Text excerpt:
* * *

Having nearly been adamant in the previous paragraph that a carrier is a carrier no matter how it is identified, there is a possible exception to this. The AHT maintains that between two and 20 per cent of carriers will actually be genetically affected, this proportion varying in different breeds. It does however mean that the DNA test is not 100 per cent accurate in determining carriers. On the other hand pedigree analysis is 100 per cent accurate in detecting carriers because they are automatically the consequence of an affected dog actually being diagnosed.
So a DNA test is accurate for determining genetic clears but not 100 per cent accurate in determining carriers, and pedigree analysis is accurate for determining carriers but cannot determine genetic clears. I hope this doesn’t add further confusion, but it does explain my personal position of why I will not breed from carriers; I will only breed from genetic clears determined from DNA testing, and that includes hereditary clears.

* * *

Exercise A:
Answer these questions from the text on DNA testing and carriers:
(i) According to the AHT, what proportion of carriers will actually be genetically affected?
(ii) Which method does the text call 100 percent accurate in detecting carriers?
(iii) From which dogs will the writer breed?
Exercise B: Summarize the text on DNA testing and carriers in two sentences.
Exercise C: Carry the text on DNA testing and pedigree analysis forward, picking up after its final sentence.

[Data extracted from a collection]

* * *

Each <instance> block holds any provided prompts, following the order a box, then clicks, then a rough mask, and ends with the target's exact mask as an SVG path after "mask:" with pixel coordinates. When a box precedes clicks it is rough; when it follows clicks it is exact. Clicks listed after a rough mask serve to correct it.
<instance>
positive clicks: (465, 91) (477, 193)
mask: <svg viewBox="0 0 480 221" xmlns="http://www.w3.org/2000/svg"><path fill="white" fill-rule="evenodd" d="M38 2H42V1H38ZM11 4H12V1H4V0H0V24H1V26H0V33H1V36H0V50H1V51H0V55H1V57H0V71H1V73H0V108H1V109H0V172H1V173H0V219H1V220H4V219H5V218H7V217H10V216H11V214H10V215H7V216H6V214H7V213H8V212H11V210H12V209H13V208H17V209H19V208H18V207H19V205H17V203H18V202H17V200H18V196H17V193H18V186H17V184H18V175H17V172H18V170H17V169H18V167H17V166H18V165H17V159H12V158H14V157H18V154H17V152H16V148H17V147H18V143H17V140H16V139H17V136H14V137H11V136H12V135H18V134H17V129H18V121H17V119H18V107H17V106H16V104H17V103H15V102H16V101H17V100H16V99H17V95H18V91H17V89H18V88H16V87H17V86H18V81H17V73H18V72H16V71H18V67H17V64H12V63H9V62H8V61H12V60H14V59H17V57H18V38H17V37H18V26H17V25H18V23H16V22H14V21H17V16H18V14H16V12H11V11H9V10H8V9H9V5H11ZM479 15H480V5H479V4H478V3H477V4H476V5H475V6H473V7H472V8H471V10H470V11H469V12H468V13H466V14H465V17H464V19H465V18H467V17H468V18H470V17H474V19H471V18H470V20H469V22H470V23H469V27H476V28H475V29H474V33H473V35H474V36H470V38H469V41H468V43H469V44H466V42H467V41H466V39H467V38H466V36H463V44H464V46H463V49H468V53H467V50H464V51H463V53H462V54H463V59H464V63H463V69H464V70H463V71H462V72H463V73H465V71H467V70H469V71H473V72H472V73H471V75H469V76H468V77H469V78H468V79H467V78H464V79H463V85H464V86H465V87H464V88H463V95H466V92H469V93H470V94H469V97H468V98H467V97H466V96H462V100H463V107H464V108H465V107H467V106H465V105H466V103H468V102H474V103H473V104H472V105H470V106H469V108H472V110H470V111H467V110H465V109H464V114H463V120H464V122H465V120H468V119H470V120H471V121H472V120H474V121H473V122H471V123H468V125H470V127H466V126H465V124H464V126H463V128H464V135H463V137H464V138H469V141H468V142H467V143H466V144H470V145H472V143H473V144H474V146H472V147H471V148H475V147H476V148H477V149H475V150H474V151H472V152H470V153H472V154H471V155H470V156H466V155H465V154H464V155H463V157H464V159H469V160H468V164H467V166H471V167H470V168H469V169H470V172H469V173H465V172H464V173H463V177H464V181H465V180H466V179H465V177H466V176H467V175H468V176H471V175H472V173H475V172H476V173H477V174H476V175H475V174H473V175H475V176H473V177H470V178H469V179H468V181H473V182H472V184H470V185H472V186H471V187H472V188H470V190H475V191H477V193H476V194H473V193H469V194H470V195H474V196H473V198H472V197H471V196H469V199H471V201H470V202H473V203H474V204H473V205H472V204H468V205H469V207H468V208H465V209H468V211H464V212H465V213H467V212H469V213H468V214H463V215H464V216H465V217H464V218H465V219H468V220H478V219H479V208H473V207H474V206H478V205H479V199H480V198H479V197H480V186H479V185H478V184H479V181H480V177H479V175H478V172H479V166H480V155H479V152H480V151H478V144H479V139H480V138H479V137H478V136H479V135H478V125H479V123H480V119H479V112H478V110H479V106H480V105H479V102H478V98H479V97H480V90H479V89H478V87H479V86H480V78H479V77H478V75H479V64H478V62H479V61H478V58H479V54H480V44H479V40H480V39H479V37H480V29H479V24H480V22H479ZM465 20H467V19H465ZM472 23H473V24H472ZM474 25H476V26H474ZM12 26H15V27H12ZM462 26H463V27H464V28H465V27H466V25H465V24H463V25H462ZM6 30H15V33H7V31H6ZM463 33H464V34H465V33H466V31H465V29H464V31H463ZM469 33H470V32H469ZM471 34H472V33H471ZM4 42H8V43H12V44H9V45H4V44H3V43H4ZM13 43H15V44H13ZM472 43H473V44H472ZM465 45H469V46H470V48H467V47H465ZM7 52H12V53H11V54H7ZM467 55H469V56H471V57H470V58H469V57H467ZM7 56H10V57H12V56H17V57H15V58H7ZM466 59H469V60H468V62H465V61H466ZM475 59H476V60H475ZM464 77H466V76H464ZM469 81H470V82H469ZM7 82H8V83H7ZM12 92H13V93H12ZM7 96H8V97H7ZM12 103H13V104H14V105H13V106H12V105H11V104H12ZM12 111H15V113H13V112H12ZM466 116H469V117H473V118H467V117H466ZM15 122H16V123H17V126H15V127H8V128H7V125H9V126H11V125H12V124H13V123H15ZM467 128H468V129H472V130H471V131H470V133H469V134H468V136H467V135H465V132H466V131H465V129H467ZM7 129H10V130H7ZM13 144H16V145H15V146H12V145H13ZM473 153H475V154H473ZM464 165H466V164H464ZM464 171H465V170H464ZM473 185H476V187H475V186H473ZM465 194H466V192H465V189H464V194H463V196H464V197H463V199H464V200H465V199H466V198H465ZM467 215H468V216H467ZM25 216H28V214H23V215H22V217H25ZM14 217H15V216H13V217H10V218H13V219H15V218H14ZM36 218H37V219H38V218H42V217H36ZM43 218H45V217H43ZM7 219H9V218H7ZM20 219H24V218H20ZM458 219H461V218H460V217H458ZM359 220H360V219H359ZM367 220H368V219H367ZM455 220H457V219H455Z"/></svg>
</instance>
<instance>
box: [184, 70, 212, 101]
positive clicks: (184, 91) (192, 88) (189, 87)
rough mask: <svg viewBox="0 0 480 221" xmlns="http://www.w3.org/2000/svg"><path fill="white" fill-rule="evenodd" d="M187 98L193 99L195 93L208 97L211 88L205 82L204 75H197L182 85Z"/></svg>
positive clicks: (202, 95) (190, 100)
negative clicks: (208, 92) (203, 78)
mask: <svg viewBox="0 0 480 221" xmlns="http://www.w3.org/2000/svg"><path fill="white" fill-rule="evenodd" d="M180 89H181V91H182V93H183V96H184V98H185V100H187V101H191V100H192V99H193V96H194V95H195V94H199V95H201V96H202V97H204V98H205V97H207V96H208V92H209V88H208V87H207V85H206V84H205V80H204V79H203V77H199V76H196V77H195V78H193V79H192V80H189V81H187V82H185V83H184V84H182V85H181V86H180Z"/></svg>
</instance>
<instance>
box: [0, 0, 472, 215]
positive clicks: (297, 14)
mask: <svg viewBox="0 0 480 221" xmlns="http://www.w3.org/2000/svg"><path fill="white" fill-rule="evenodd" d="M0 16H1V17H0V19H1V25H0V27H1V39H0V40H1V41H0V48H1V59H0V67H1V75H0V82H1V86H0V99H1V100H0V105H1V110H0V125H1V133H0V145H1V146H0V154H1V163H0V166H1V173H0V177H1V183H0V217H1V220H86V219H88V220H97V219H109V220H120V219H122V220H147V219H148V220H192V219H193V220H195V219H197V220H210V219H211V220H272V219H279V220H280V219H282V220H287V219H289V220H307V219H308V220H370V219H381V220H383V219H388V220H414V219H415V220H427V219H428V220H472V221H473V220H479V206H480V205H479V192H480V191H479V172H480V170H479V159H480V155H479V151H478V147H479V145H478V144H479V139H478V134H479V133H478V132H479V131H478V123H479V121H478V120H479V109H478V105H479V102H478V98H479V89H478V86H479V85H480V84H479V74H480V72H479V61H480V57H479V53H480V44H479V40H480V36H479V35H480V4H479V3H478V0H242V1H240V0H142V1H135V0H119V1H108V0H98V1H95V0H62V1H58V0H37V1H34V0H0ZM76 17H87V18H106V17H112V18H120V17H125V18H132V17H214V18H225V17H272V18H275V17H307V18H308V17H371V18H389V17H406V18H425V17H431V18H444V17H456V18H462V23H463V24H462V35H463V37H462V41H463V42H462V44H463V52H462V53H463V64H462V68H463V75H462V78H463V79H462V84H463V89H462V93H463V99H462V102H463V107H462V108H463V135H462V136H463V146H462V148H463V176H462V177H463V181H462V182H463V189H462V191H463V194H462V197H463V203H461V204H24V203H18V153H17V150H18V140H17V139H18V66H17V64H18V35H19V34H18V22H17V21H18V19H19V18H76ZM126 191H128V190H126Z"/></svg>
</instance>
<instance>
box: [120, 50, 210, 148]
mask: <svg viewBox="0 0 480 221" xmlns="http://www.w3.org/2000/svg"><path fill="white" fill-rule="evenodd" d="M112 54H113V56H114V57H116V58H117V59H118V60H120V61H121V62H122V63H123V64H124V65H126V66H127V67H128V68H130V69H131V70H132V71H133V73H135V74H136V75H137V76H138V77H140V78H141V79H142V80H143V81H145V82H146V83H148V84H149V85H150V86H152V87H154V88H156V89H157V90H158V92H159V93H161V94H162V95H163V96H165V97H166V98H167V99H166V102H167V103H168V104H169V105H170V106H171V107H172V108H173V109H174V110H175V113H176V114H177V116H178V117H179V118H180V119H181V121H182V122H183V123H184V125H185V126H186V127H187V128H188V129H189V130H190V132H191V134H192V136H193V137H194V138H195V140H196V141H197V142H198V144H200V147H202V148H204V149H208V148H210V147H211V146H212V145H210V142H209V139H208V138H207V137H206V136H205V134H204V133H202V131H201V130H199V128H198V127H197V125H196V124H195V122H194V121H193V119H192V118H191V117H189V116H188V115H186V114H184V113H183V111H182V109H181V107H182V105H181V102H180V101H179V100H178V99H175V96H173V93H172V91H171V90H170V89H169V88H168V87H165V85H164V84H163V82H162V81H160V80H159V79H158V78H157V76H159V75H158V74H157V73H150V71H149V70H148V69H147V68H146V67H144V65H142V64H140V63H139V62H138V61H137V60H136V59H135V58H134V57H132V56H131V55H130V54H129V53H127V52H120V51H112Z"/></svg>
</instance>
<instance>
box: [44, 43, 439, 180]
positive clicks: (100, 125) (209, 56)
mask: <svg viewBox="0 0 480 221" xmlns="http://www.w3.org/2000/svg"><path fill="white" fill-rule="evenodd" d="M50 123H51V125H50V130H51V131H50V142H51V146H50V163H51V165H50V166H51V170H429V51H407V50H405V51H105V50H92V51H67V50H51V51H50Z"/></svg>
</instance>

* * *

Your response A:
(i) Between 2 and 20 percent, varying in different breeds.
(ii) Pedigree analysis.
(iii) Only genetic clears determined from DNA testing, including hereditary clears.

Your response B: A DNA test is accurate for determining genetic clears but not fully accurate for carriers, since the AHT maintains that 2 to 20 percent of carriers will actually be genetically affected. Pedigree analysis is 100 percent accurate for carriers but cannot determine genetic clears, which explains why the writer will not breed from carriers and will breed only from genetic clears determined by DNA testing, including hereditary clears.

Your response C:
While on the subject of DNA testing I do have to take issue with Jeff Sampson on one point that he raised in his Our Dogs column of April 20. He claimed that "the official DNA testing scheme has to be the device to remove a mutant gene from a breed’s gene pool, and the DNA control scheme then ensures that the mutant gene will not be introduced”. I could say that this is a bit of typical Kennel Club spin. A testing scheme does nothing but test, tell you the result, publish the result in the Breed Record Supplement and on Mate Select, and mark the test result on registration certificates. Testing on its own will not remove the mutant gene – that will only be achieved by appropriate breeding action that is based on the test result. Breeding action that is insisted upon by the KC is the control scheme that will remove the mutant gene and keep it removed.
Andrew Smith in DW letters of May 18 accused me of "reinforcing the stigma wrongly attached to carriers” in my column of April 27. So presumably somebody else has said they carry a stigma in order for me to reinforce it? He claimed that such a stigma "encourages breeders to conceal DNA test results if not clear”. That is incorrect in the UK, as submission for DNA testing means automatic publication of the results by the KC.
Mr Smith then claims that "limiting breeding to dogs tested clear of all conditions would severely limit the gene pool”. In an earlier column (DW March 23) I was at pains to point out that this cannot be said of all breeds and reinforced this in the column of April 27 by saying, "You cannot have the same ‘one size fits all’ approach for all breeds. Those breeds with a large gene pool should have no reason to breed from carriers; those breeds with small gene pools will need to breed from carriers, but it needs to be done in a controlled way and for a limited period of time.” That message has not been taken on board by Mr Smith.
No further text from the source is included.